## Task goal
Convert the lines below, from the line containing "Wildlife-survey tagging: tag each instance of the smiling" through the last line, into a numbered list, omitting any blank lines.

## Data for this exercise
────────────────────────────────────────

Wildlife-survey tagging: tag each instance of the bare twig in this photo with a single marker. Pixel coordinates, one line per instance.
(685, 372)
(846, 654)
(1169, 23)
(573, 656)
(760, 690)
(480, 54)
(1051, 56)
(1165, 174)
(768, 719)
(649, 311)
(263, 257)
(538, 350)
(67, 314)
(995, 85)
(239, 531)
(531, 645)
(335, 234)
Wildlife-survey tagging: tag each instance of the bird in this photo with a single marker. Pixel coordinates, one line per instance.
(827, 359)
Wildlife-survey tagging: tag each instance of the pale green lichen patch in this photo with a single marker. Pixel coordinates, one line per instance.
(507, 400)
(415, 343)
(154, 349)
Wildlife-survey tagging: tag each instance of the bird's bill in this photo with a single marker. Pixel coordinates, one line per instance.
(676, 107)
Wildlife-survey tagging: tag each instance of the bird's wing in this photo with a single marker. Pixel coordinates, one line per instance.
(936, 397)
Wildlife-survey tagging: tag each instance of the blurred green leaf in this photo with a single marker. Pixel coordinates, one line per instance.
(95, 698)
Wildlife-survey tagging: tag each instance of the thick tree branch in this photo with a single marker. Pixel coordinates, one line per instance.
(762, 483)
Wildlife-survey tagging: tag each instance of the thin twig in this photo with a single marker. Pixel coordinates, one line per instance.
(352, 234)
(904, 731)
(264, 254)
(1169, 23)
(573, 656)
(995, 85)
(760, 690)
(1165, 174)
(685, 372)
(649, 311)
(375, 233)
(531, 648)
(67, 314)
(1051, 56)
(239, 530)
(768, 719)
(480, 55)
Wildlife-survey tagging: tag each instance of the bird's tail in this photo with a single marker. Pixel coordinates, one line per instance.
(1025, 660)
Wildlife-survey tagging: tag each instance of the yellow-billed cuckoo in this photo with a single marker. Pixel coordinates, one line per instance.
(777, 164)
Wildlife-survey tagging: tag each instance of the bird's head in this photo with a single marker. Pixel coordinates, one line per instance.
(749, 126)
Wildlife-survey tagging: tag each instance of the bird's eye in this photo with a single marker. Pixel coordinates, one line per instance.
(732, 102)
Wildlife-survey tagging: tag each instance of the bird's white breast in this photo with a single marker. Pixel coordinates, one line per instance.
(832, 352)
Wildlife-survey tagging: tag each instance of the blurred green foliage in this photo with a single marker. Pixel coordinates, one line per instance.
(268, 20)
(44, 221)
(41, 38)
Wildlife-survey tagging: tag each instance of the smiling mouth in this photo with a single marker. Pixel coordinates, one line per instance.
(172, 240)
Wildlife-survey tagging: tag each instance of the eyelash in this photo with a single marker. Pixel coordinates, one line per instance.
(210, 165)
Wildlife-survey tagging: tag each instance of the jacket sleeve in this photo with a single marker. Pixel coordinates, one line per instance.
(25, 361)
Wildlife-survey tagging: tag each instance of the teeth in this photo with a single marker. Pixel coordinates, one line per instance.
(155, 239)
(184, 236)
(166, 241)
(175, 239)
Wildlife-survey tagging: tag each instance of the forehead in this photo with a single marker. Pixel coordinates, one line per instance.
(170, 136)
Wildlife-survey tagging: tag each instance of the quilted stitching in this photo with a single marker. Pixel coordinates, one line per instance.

────────────────────────────────────────

## Worked answer
1. Wildlife-survey tagging: tag each instance of the smiling mouth in this photo with a single marker. Pixel coordinates, one line per instance.
2. (172, 240)
3. Wildlife-survey tagging: tag each instance of the eyelash in this photo with a single marker. Pixel coordinates, one line per instance.
4. (210, 165)
5. Wildlife-survey tagging: tag each instance of the jacket sleeve in this photo with a single marker. Pixel coordinates, one line per instance.
6. (25, 361)
7. Wildlife-survey tagging: tag each instance of the teeth in this photo with a single marker. Pixel coordinates, one line per instance.
8. (155, 239)
9. (184, 236)
10. (166, 241)
11. (175, 239)
12. Wildlife-survey tagging: tag each instance of the forehead in this photo with a single marker. Pixel coordinates, one line per instance.
13. (170, 136)
14. Wildlife-survey tagging: tag each instance of the quilted stitching in this photo with a single marker. Pixel coordinates, one line per instance.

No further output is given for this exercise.